BEGIN Material
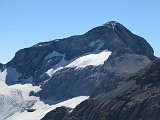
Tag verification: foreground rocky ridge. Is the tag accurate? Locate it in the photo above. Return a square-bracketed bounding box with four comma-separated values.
[43, 60, 160, 120]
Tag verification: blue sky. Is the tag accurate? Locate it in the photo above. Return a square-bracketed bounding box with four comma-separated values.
[0, 0, 160, 63]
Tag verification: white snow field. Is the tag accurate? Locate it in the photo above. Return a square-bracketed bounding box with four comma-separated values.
[0, 45, 111, 120]
[0, 68, 88, 120]
[46, 49, 112, 76]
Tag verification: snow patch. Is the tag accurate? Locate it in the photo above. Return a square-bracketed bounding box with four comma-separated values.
[45, 50, 64, 59]
[7, 96, 89, 120]
[46, 48, 111, 77]
[66, 50, 111, 68]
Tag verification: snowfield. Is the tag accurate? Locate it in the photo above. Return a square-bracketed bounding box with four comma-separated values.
[45, 49, 112, 77]
[0, 68, 89, 120]
[0, 45, 111, 120]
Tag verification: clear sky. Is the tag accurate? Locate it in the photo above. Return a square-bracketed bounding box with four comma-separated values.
[0, 0, 160, 63]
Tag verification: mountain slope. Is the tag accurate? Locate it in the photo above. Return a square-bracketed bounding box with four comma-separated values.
[6, 21, 155, 103]
[43, 60, 160, 120]
[0, 21, 156, 119]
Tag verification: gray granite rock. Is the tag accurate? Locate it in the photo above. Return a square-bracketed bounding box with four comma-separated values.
[6, 21, 156, 103]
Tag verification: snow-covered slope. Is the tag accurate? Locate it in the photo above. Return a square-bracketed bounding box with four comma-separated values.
[0, 68, 88, 120]
[7, 96, 88, 120]
[46, 48, 112, 77]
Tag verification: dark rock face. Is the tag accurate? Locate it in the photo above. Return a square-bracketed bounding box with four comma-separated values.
[41, 107, 71, 120]
[6, 21, 155, 102]
[45, 60, 160, 120]
[0, 63, 5, 71]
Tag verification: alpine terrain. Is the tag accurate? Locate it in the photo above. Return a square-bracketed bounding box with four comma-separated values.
[0, 21, 160, 120]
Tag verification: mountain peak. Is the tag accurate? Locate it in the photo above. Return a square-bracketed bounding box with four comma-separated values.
[102, 21, 120, 29]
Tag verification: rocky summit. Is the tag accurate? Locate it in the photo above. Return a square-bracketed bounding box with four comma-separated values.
[6, 21, 155, 103]
[0, 21, 160, 120]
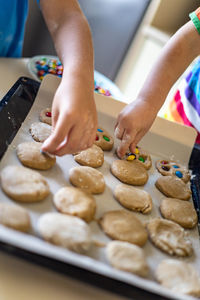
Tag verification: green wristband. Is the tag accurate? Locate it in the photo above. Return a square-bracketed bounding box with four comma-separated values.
[189, 11, 200, 34]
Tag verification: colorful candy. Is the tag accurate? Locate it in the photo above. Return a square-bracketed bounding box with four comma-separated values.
[45, 111, 51, 118]
[172, 165, 179, 169]
[103, 135, 110, 142]
[175, 171, 183, 178]
[162, 166, 170, 171]
[126, 153, 136, 161]
[35, 57, 112, 96]
[138, 156, 145, 162]
[134, 147, 140, 154]
[161, 160, 169, 165]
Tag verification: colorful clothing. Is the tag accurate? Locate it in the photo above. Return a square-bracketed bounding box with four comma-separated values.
[164, 8, 200, 144]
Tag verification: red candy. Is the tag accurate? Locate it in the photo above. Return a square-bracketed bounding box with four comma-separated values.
[45, 111, 51, 117]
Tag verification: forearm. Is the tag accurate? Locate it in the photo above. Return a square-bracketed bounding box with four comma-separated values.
[138, 22, 200, 113]
[41, 0, 94, 90]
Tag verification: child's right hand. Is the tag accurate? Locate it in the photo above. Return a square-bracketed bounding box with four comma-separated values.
[115, 99, 157, 158]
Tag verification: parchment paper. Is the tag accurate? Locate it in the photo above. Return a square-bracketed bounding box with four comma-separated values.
[0, 75, 200, 300]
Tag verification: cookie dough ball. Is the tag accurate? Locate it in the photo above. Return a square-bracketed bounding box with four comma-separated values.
[147, 218, 193, 256]
[69, 167, 105, 194]
[156, 259, 200, 297]
[125, 146, 152, 170]
[74, 145, 104, 168]
[99, 210, 147, 246]
[29, 122, 51, 143]
[160, 198, 198, 228]
[0, 203, 31, 232]
[111, 160, 148, 185]
[106, 241, 149, 277]
[156, 160, 190, 183]
[40, 108, 52, 125]
[114, 184, 152, 214]
[0, 165, 50, 202]
[53, 187, 96, 222]
[17, 142, 56, 170]
[155, 176, 191, 200]
[94, 126, 114, 151]
[38, 212, 91, 253]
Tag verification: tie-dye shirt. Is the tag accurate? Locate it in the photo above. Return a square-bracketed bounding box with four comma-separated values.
[164, 8, 200, 144]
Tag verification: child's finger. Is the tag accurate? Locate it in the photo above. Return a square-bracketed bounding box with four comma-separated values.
[117, 131, 135, 158]
[42, 115, 71, 154]
[129, 132, 143, 153]
[114, 123, 125, 140]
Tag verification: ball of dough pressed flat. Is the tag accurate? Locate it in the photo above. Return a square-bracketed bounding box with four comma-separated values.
[155, 176, 191, 200]
[111, 160, 148, 185]
[114, 184, 152, 214]
[0, 203, 31, 232]
[39, 108, 52, 125]
[94, 126, 114, 151]
[156, 259, 200, 297]
[160, 198, 198, 228]
[53, 187, 96, 222]
[99, 210, 147, 246]
[69, 166, 105, 194]
[38, 212, 91, 253]
[106, 241, 149, 277]
[74, 145, 104, 168]
[147, 218, 193, 256]
[0, 165, 50, 202]
[17, 142, 56, 170]
[29, 122, 51, 142]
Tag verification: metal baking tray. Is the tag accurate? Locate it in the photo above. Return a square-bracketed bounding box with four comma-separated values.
[0, 75, 200, 300]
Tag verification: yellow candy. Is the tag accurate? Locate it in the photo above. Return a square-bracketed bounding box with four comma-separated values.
[135, 148, 140, 154]
[126, 155, 135, 160]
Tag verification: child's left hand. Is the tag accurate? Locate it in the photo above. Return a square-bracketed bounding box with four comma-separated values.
[42, 80, 97, 156]
[115, 99, 157, 158]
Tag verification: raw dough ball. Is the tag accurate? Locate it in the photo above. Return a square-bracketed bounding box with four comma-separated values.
[147, 218, 193, 256]
[0, 203, 31, 232]
[69, 167, 105, 194]
[156, 259, 200, 297]
[125, 146, 152, 170]
[74, 145, 104, 168]
[114, 184, 152, 214]
[155, 176, 191, 200]
[53, 187, 96, 222]
[156, 160, 190, 183]
[0, 166, 50, 202]
[111, 160, 148, 185]
[160, 198, 198, 228]
[40, 108, 52, 125]
[29, 122, 51, 142]
[106, 241, 149, 277]
[17, 142, 56, 170]
[38, 212, 91, 253]
[94, 126, 114, 151]
[99, 210, 147, 246]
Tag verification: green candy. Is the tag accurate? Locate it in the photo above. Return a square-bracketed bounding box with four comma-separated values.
[103, 135, 110, 142]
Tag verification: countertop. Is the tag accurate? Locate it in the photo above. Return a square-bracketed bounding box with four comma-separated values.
[0, 58, 125, 300]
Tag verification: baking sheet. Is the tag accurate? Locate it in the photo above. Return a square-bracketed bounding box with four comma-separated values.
[0, 75, 200, 300]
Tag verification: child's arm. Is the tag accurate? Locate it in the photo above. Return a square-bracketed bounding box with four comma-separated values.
[115, 21, 200, 157]
[40, 0, 97, 156]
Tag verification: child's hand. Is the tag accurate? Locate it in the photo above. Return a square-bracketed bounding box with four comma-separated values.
[42, 83, 97, 156]
[115, 99, 157, 157]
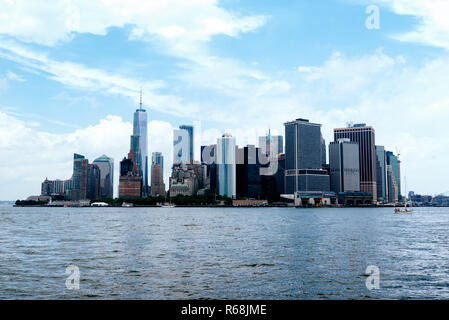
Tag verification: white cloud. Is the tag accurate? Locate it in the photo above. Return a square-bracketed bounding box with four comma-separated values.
[0, 111, 172, 200]
[0, 41, 205, 116]
[377, 0, 449, 50]
[0, 0, 266, 49]
[6, 71, 26, 82]
[0, 78, 8, 93]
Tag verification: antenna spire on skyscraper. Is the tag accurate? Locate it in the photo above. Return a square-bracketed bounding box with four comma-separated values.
[140, 87, 143, 110]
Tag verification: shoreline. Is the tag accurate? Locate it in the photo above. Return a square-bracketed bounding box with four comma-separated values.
[12, 205, 449, 209]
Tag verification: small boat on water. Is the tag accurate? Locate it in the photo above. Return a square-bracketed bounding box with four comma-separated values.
[394, 206, 413, 214]
[122, 202, 134, 208]
[394, 177, 413, 214]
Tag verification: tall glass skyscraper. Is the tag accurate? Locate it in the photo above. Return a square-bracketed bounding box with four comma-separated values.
[93, 155, 114, 199]
[70, 153, 89, 201]
[259, 131, 284, 157]
[133, 95, 148, 193]
[376, 146, 388, 202]
[179, 125, 194, 163]
[217, 134, 237, 198]
[284, 119, 330, 194]
[131, 134, 143, 178]
[329, 139, 360, 193]
[334, 123, 377, 202]
[151, 152, 164, 179]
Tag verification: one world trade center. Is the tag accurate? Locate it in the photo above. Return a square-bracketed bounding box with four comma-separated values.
[133, 92, 148, 195]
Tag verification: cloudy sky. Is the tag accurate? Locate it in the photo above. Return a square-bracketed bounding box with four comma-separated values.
[0, 0, 449, 200]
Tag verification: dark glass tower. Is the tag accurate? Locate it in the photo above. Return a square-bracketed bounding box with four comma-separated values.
[179, 125, 194, 163]
[284, 119, 330, 194]
[131, 94, 148, 194]
[334, 124, 377, 201]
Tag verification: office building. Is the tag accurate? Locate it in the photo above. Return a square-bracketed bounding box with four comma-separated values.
[173, 129, 191, 165]
[376, 146, 388, 203]
[170, 163, 206, 197]
[130, 134, 144, 177]
[151, 152, 164, 179]
[70, 153, 89, 201]
[119, 150, 143, 198]
[93, 155, 114, 199]
[179, 125, 195, 163]
[284, 119, 330, 194]
[150, 163, 165, 197]
[87, 164, 101, 200]
[131, 93, 149, 194]
[259, 130, 284, 157]
[329, 139, 360, 193]
[217, 133, 237, 198]
[201, 144, 218, 193]
[334, 124, 377, 202]
[236, 145, 263, 200]
[386, 151, 401, 203]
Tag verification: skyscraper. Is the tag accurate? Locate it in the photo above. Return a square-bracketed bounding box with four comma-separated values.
[334, 124, 377, 201]
[259, 130, 284, 157]
[217, 133, 237, 198]
[151, 163, 165, 197]
[87, 164, 101, 200]
[133, 93, 148, 193]
[93, 155, 114, 199]
[131, 134, 144, 178]
[236, 145, 262, 200]
[329, 139, 360, 193]
[173, 129, 190, 165]
[70, 153, 89, 201]
[201, 144, 218, 193]
[284, 119, 330, 194]
[376, 146, 388, 202]
[179, 125, 194, 163]
[119, 150, 142, 198]
[386, 151, 401, 202]
[151, 152, 164, 179]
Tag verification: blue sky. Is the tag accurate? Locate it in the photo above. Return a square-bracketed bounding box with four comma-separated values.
[0, 0, 449, 200]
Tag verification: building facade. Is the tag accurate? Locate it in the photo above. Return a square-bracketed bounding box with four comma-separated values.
[93, 155, 114, 199]
[386, 151, 401, 203]
[70, 153, 89, 201]
[133, 96, 149, 193]
[334, 124, 377, 202]
[173, 129, 191, 165]
[259, 131, 284, 157]
[179, 125, 195, 163]
[329, 139, 360, 193]
[170, 163, 205, 197]
[150, 164, 165, 197]
[376, 146, 388, 203]
[201, 144, 218, 193]
[236, 145, 263, 200]
[151, 152, 164, 179]
[217, 133, 237, 198]
[119, 150, 143, 198]
[284, 119, 330, 194]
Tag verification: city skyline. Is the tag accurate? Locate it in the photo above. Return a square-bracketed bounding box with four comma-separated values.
[0, 0, 449, 200]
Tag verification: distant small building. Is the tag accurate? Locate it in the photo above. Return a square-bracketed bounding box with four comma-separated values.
[329, 139, 360, 193]
[151, 164, 165, 197]
[338, 192, 373, 206]
[170, 163, 206, 197]
[119, 150, 142, 198]
[232, 200, 268, 207]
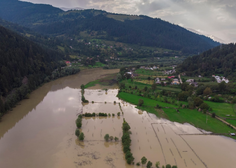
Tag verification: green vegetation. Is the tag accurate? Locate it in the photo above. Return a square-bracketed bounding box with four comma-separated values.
[104, 134, 110, 142]
[75, 128, 80, 137]
[122, 120, 134, 164]
[75, 115, 82, 128]
[205, 101, 236, 119]
[178, 43, 236, 80]
[141, 156, 147, 165]
[79, 132, 84, 141]
[117, 92, 178, 108]
[84, 80, 99, 89]
[163, 109, 234, 134]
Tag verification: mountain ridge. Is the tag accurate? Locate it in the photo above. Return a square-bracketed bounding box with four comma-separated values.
[0, 0, 219, 54]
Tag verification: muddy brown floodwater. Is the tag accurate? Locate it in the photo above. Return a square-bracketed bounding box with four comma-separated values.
[0, 69, 236, 168]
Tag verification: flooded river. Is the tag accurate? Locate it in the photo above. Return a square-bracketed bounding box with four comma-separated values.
[0, 69, 236, 168]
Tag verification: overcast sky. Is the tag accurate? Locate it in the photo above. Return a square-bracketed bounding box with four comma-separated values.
[21, 0, 236, 43]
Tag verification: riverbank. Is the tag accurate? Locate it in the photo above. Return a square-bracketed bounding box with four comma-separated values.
[0, 68, 119, 122]
[117, 92, 236, 139]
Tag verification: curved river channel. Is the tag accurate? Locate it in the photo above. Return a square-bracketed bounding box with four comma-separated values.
[0, 69, 236, 168]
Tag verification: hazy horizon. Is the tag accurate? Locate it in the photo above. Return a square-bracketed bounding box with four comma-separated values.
[20, 0, 236, 43]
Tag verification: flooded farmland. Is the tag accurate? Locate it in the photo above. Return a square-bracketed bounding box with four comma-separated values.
END Material
_Directive_: Copy out word for word the stretch of the records from the line containing "Tag verification: dark rock" through the line containing "[161, 160, 169, 165]", leaving out the pictures.

_Solution for this task_:
Tag verification: dark rock face. Is the tag accurate? Locate it in the photo above. Return a square-bracketed bounding box with four comma-separated values.
[41, 107, 71, 120]
[6, 21, 155, 102]
[45, 60, 160, 120]
[0, 63, 5, 71]
Tag verification: alpine terrain. Is the tag accurate? Locate it in the photo above. Return a square-bracketed bounding box with four comma-separated values.
[0, 21, 160, 120]
Tag verification: mountain peak. Is the tag accurate? Locate it in the photo above. Return a square-bracketed bounding box with four comma-separated values.
[102, 21, 120, 29]
Tag verification: rocky summit. Is the tag accurate? Locate it in the photo above. Return a square-bracketed bounding box with four comma-separated values.
[6, 21, 155, 103]
[0, 21, 160, 120]
Tag verification: green wristband. Is the tag accurate? Locate it in the photo above. Return a square-bracketed bounding box with four comma-separated values.
[189, 11, 200, 34]
Tag verification: colorful candy. Is the tag accurate? Locate it in the photo above. Return a square-bracketed bounding box with four comma-separated values.
[45, 111, 51, 118]
[172, 165, 179, 169]
[103, 135, 110, 142]
[175, 171, 183, 178]
[162, 166, 170, 171]
[126, 153, 136, 161]
[35, 57, 112, 96]
[138, 156, 145, 162]
[134, 147, 140, 154]
[161, 160, 169, 165]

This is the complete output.